Rows from a pointing dataset

_ _ _ _

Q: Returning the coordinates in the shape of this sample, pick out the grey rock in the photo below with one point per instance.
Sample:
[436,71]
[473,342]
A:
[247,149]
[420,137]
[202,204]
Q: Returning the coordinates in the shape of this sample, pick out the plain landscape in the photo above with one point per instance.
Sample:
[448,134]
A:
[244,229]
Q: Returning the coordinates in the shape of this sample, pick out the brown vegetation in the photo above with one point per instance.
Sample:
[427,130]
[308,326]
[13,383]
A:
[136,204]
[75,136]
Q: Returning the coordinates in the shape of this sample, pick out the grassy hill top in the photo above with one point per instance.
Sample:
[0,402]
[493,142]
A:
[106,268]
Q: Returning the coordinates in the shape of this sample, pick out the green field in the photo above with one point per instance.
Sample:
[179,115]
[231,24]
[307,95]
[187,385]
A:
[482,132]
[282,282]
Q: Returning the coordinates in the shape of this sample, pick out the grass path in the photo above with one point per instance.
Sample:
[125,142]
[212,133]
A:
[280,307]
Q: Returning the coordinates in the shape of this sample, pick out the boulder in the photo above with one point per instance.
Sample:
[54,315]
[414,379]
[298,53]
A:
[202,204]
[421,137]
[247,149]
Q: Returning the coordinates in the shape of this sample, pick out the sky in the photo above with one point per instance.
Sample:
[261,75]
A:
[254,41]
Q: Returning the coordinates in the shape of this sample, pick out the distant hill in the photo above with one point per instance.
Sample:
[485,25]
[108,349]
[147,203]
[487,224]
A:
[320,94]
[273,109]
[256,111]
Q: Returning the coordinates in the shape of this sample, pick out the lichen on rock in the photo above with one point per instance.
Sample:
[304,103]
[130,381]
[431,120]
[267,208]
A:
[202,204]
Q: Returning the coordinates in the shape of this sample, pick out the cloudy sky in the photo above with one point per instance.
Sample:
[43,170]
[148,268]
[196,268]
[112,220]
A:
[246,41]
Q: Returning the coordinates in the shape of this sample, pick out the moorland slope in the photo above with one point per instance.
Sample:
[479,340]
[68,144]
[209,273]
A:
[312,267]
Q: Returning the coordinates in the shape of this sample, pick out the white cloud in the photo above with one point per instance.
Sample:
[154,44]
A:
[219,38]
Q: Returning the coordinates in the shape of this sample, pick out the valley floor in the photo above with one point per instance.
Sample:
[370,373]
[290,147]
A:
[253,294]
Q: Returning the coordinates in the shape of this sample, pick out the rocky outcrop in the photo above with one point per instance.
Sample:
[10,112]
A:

_ _ _ _

**TASK**
Repeat word for word every line from the line containing "out the valley" up to and including the last line of the entries.

**RESULT BELOW**
Q: Returning the coordinates in the shape of this sample, pick out the valley floor in the photo above with one point per instance.
Sample:
[370,373]
[290,147]
A:
[253,294]
Q: Returning the coordinates in the shape of this sample, pick out the rocky outcrop in the photo above with one point per instance.
Sample:
[10,112]
A:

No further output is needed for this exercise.